* Goal
Extract every line of the material below and reproduce it faithfully.

* Supplied records
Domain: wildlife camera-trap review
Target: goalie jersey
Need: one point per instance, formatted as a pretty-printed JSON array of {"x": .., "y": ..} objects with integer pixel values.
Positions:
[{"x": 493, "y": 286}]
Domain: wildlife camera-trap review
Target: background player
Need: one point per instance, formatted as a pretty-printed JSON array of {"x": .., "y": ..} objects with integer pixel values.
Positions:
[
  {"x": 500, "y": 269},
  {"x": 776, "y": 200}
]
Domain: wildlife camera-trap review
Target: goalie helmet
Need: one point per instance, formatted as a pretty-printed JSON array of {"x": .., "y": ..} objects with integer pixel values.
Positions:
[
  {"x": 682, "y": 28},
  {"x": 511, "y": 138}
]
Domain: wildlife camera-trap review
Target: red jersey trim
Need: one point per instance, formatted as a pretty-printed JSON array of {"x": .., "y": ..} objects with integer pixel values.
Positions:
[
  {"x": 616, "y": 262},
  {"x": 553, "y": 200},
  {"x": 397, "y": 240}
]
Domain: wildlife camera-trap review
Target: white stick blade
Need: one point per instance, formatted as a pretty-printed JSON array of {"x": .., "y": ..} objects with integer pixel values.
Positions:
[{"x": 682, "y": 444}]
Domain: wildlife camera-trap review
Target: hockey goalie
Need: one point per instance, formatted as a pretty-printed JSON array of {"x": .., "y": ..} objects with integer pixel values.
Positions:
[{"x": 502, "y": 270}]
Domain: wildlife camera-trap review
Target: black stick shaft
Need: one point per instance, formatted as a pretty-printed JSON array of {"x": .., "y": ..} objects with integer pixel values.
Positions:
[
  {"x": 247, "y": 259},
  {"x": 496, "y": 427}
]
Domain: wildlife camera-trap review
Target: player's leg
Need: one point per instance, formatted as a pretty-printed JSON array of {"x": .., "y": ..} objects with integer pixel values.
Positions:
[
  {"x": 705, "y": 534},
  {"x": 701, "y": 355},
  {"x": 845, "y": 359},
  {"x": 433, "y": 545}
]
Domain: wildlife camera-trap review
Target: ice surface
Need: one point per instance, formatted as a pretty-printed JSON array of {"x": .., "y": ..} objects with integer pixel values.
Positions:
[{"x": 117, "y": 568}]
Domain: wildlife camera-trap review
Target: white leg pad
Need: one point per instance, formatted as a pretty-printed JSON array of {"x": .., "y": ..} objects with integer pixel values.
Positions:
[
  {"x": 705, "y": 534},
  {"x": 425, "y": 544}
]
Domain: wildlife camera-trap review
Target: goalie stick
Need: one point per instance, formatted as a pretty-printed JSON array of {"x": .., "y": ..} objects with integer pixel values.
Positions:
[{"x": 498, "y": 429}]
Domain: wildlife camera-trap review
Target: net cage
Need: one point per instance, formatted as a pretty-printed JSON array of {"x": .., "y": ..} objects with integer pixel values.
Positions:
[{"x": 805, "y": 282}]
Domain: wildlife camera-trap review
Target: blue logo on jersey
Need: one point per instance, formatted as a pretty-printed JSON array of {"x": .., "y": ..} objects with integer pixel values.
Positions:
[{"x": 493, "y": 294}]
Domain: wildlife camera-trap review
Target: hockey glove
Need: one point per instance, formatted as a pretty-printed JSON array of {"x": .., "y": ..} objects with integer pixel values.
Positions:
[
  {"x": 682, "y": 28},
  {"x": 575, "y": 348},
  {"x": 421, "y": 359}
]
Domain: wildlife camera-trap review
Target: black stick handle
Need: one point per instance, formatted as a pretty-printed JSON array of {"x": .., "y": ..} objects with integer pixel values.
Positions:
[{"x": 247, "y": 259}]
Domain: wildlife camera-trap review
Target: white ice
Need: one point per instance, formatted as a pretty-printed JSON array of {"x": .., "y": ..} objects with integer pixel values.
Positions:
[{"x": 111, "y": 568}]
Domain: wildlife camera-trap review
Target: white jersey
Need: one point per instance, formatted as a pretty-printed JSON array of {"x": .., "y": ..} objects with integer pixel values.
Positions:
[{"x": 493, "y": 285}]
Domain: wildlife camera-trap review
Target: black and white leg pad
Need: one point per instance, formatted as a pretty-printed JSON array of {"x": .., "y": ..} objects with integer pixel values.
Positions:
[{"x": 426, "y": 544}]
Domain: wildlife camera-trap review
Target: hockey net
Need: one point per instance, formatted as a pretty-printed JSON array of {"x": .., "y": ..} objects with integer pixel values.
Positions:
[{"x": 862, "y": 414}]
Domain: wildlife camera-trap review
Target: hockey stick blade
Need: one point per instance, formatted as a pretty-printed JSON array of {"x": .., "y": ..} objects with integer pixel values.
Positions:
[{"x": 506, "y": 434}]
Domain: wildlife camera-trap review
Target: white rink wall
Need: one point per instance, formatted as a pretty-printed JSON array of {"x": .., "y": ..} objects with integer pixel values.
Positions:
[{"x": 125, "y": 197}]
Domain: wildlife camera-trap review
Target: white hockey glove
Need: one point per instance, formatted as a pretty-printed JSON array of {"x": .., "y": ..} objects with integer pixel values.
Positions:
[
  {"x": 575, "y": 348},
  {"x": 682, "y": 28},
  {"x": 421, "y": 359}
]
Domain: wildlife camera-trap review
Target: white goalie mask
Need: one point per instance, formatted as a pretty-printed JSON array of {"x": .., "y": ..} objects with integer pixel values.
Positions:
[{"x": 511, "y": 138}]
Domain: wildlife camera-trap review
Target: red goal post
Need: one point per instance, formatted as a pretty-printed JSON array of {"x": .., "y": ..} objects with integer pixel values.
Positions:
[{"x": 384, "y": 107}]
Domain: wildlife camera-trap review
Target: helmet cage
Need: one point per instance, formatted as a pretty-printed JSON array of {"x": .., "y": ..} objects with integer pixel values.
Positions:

* Result for this task
Domain: wildlife camera-trap review
Target: goalie jersey
Need: one point per instance, formatted as a pretty-printed JSON array of {"x": .., "y": ..} objects with integer pixel values.
Positions:
[{"x": 493, "y": 286}]
Domain: wildlife camera-trap review
Target: background player
Need: one point per instance, formatted as a pretty-printed JSON array of {"x": .., "y": ..} objects with integer pixel values.
Positions:
[
  {"x": 500, "y": 269},
  {"x": 776, "y": 200}
]
Domain: wildlife camera-trap review
Target: goalie helmet
Need: one point per instance, formatted as a pretty-printed JSON array of {"x": .., "y": ..} objects with integer pixel values.
Positions:
[
  {"x": 682, "y": 28},
  {"x": 511, "y": 138}
]
Domain: wildlife camera-trap review
Target: red jersey trim
Need: one point per instance, formatted as a pretty-printed JSON array of {"x": .., "y": ..} objects with integer pixel values.
Positions:
[
  {"x": 616, "y": 262},
  {"x": 553, "y": 200},
  {"x": 397, "y": 240}
]
Domain: wildlife camera-trap review
Target: white stick blade
Need: one point per instance, formatted as a pretty-printed JSON array of {"x": .., "y": ..} objects with integer pixel values.
Positions:
[{"x": 682, "y": 444}]
Domain: wildlife camera-trap review
Target: hockey goalie
Need: one point per instance, formatted as a pretty-printed JSON array of {"x": .., "y": ..} objects with integer pixel values.
Positions:
[{"x": 502, "y": 270}]
Domain: wildlife camera-trap review
Target: black stick shaft
Need: one point per instance, formatted as a pretty-printed JSON array of {"x": .., "y": ..} objects with integer pixel values.
Positions:
[
  {"x": 247, "y": 259},
  {"x": 496, "y": 427}
]
Domain: wildlife camera-trap review
Target: player's leg
Need: one point per instance, formatted as a pretty-printed JSON array of {"x": .., "y": ..} objects with integer pixel values.
Positions:
[
  {"x": 705, "y": 534},
  {"x": 701, "y": 355},
  {"x": 845, "y": 359},
  {"x": 433, "y": 545}
]
Domain: wildlife camera-trap review
Target: ice surface
Need: one point per instance, formatted as a pretty-printed JSON array of {"x": .., "y": ..} objects with integer pixel values.
Positions:
[{"x": 117, "y": 568}]
Domain: wildlife camera-trap review
Target: white leg pad
Need: one point per instance, formatted as a pretty-printed JSON array of {"x": .., "y": ..} objects with integer pixel values.
Positions:
[
  {"x": 705, "y": 534},
  {"x": 425, "y": 544}
]
Domain: wildlife camera-trap review
Target: goalie stick
Need: one point per instance, formatted as a pretty-printed JSON array of {"x": .., "y": ..} objects with integer pixel values.
Positions:
[{"x": 498, "y": 429}]
Domain: wildlife camera-trap review
Target: net cage
Need: one point per instance, formatted as a pretty-printed JSON array of {"x": .., "y": ..} objects with integer pixel values.
Positions:
[{"x": 805, "y": 282}]
Domain: wildlife camera-trap review
Target: blue logo on jersey
Need: one point per instance, formatted as a pretty-printed JSON array of {"x": .., "y": ..} objects with integer pixel values.
Positions:
[{"x": 493, "y": 294}]
Domain: wildlife camera-trap review
Target: hockey glove
Need: one point per instance, formatted as a pretty-printed JSON array of {"x": .., "y": ..} objects with integer pixel values.
Positions:
[
  {"x": 682, "y": 28},
  {"x": 575, "y": 348},
  {"x": 421, "y": 359}
]
Domain: wildlife camera-trap review
Target: black stick handle
Need: one point per instance, formatted as a pretty-printed JSON array of {"x": .., "y": ..} objects with integer pixel values.
Positions:
[{"x": 247, "y": 259}]
Domain: wildlife camera-trap review
Target: white ice
Need: one point per instance, formatted as a pretty-printed JSON array of {"x": .., "y": ..} objects with integer pixel values.
Positions:
[{"x": 111, "y": 568}]
Domain: wildlife camera-trap review
Target: white jersey
Need: one point per instance, formatted as a pretty-printed JSON array of {"x": .., "y": ..} objects with integer pixel values.
Positions:
[{"x": 493, "y": 285}]
Domain: wildlife camera-trap review
Target: black and white leg pad
Need: one point per instance, formatted as a pretty-printed JSON array of {"x": .., "y": ..} objects with integer pixel values.
Positions:
[{"x": 426, "y": 544}]
Domain: wildlife camera-trap review
Target: hockey net
Need: one point per instance, formatted as a pretty-printed JSON array of {"x": .., "y": ..} objects with integer pixel values.
Positions:
[{"x": 862, "y": 414}]
Domain: wildlife camera-trap review
Target: hockey stick blade
Need: one point per instance, formatted as a pretty-printed JSON array of {"x": .., "y": ..} objects with integer pixel values.
Positions:
[{"x": 506, "y": 434}]
Domain: wildlife camera-trap review
Target: white rink wall
Need: one point per instance, formatted as a pretty-printed JSON array of {"x": .., "y": ..} objects with integer pixel values.
Positions:
[{"x": 125, "y": 197}]
Domain: wildlife camera-trap review
Target: white hockey glove
Need: one point per instance, formatted as a pretty-printed JSON array of {"x": .., "y": ..} objects with integer pixel values.
Positions:
[
  {"x": 575, "y": 348},
  {"x": 682, "y": 28},
  {"x": 421, "y": 359}
]
Domain: wildlife camera-trap review
Target: white goalie mask
Need: one point per instance, formatted as a pretty-printed JSON array of {"x": .., "y": ..} objects with integer pixel values.
Positions:
[{"x": 511, "y": 138}]
Domain: wildlife camera-trap review
Target: red goal post
Need: one point per instance, formatted as a pretty-printed JSON array of {"x": .., "y": ..} objects with integer pixel values.
Positions:
[{"x": 384, "y": 107}]
Domain: wildlife camera-trap review
Target: helmet cage
Need: one point per instance, formatted as a pretty-printed JSON array of {"x": .., "y": ..} objects with integer pixel values.
Positions:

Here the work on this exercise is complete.